### WORK TO DO
Repeat exactly the lines of the listing from the line containing "Where can you see the highway" through its last line, and nothing beyond them.

### MATERIAL SUPPLIED
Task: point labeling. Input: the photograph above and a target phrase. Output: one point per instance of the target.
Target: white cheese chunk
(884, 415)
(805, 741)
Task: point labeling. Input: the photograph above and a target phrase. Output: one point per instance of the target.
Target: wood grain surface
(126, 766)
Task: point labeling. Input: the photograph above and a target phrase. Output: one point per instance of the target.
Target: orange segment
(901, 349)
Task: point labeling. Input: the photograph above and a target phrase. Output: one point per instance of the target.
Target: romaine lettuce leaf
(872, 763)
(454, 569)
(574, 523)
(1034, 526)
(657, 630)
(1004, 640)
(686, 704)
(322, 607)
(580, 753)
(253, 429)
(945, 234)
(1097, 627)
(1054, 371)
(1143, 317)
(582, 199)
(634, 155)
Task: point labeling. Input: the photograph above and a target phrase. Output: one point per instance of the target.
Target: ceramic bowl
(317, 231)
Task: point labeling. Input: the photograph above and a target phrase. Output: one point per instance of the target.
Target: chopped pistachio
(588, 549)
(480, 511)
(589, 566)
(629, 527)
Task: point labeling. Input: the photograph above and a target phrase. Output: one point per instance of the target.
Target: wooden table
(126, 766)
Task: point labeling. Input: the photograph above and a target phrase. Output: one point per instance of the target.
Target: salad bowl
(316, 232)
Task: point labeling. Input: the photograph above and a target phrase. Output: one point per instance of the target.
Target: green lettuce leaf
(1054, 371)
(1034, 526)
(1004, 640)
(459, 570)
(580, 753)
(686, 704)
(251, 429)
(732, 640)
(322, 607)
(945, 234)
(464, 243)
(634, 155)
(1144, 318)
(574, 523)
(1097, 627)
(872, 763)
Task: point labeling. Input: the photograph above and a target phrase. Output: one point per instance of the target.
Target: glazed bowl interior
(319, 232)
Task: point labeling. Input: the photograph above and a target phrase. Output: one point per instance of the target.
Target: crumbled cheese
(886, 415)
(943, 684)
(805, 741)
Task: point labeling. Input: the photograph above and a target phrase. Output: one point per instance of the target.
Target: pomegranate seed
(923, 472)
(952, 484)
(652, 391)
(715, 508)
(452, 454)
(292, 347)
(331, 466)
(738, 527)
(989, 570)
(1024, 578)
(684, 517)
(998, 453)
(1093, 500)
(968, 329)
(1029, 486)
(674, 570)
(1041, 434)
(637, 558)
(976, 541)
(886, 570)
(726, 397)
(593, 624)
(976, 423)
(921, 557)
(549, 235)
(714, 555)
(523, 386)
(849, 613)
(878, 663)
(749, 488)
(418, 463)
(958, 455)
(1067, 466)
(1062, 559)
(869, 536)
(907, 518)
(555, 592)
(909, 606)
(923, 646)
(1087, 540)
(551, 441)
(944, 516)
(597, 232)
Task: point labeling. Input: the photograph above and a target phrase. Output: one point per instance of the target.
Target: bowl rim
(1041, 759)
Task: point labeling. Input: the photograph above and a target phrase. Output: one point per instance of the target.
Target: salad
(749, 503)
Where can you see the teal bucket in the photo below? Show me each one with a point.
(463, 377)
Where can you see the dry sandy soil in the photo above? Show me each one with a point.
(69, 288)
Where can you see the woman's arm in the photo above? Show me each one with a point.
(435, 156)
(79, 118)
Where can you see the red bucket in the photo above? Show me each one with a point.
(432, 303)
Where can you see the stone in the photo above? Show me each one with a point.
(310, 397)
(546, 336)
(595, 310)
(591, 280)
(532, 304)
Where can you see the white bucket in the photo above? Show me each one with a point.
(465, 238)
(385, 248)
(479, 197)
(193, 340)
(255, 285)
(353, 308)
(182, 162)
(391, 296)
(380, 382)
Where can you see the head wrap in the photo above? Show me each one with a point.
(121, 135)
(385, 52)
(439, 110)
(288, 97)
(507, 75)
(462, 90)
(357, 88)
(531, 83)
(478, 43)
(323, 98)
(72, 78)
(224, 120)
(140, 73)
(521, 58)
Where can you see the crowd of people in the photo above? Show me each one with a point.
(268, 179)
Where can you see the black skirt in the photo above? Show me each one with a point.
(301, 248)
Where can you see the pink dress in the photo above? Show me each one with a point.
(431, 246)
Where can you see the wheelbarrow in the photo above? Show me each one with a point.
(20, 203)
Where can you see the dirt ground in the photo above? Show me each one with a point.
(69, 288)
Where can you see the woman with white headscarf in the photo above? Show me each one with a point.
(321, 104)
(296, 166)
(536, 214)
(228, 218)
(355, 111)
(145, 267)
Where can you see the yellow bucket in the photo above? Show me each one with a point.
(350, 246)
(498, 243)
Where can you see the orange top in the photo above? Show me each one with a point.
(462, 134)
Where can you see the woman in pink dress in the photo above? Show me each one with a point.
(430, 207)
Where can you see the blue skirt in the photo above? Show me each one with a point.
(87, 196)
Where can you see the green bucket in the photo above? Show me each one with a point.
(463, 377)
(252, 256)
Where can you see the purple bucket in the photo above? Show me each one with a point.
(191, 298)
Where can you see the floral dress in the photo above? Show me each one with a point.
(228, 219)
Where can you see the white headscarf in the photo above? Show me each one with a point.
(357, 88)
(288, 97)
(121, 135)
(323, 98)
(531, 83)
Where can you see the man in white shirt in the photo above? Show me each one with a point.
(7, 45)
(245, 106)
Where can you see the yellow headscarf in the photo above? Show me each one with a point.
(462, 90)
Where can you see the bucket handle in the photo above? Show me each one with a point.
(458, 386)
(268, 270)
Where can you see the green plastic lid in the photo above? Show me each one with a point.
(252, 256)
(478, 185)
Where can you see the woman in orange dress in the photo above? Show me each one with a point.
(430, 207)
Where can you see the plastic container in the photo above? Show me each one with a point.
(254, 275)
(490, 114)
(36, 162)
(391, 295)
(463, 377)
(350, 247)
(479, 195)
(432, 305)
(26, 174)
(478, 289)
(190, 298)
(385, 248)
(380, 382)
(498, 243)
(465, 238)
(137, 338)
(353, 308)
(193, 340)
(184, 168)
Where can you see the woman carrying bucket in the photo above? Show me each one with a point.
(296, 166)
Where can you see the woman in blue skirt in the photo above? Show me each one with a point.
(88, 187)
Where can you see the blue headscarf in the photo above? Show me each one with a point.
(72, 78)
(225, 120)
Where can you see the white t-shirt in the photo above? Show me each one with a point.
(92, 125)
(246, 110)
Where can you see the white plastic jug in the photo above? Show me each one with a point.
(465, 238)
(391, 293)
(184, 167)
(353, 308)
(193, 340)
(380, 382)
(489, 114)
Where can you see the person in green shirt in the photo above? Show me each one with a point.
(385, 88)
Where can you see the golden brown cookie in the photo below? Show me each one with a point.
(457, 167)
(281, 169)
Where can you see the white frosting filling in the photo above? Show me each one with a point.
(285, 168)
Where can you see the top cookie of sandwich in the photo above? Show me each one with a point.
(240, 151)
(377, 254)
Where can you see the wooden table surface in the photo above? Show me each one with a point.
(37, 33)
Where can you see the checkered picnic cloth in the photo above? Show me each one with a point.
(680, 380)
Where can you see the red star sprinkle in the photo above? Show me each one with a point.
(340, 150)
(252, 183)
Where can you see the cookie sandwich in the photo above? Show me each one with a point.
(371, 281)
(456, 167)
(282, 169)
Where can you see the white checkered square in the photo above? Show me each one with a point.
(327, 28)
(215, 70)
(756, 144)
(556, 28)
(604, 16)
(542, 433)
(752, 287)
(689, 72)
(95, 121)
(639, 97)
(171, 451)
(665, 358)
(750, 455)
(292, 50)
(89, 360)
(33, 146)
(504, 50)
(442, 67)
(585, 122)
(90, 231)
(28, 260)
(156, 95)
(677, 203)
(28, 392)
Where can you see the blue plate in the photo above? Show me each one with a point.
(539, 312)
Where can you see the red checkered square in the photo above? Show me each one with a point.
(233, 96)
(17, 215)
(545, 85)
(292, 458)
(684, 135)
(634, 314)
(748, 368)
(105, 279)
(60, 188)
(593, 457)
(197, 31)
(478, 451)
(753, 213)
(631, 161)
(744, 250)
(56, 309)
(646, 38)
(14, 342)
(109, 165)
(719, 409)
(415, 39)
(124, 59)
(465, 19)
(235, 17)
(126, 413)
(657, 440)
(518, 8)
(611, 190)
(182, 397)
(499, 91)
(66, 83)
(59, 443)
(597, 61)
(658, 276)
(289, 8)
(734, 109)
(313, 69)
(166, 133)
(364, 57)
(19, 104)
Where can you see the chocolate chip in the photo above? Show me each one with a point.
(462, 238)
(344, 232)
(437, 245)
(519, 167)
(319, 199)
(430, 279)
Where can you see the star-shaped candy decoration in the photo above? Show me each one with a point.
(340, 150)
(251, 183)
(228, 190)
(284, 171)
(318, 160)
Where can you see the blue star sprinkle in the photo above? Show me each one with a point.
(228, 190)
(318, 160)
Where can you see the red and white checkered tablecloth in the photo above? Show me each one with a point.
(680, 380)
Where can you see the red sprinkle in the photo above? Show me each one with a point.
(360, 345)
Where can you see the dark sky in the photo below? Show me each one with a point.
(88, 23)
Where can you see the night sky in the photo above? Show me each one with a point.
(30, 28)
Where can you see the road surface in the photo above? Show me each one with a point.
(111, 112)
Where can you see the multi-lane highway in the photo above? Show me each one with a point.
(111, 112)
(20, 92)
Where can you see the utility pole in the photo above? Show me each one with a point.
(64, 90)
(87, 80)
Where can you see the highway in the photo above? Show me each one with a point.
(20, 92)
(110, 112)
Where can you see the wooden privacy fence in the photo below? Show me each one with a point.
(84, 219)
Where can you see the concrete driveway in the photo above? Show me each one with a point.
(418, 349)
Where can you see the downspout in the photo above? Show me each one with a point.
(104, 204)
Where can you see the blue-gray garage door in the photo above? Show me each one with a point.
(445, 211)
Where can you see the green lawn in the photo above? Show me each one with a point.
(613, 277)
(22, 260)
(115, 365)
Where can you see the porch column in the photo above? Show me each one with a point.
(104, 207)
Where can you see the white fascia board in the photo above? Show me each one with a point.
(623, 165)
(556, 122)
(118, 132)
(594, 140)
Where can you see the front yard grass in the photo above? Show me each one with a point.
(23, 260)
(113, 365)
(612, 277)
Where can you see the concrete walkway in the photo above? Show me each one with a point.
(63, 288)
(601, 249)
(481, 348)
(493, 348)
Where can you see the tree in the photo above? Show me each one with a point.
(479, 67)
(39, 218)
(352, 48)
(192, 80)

### SOLUTION TO THE PROBLEM
Where can you see the highway in the photo above? Show me each one with a point.
(20, 92)
(110, 112)
Where can you see the wooden privacy fence in the photo below? Show me each one with a point.
(84, 219)
Where can you see the concrete driveway in the photo above? Show me each one with a point.
(418, 349)
Where can you see the downspout in the photo above? Show me each one with a point.
(104, 204)
Where can you see the blue-gray garage door in the photo above? Show me each one with a point.
(445, 211)
Where can you see the green lawn in the photo above? Show me each one with a point.
(613, 277)
(22, 260)
(115, 365)
Where can you see the porch column in the photo above? Show me each one with a point.
(104, 207)
Where can you see the white fascia board in the photo above? Show me each one with a point.
(623, 165)
(556, 122)
(118, 132)
(594, 140)
Where can you see the front yard grass in the photo above? Show me each one with a point.
(23, 260)
(113, 365)
(612, 277)
Where can you see the concrete walkway in the photo above? Show me each one with a point.
(63, 288)
(601, 249)
(481, 348)
(493, 348)
Where can you see the tree in the photo above? Show me each one with a point.
(479, 67)
(39, 218)
(352, 48)
(192, 80)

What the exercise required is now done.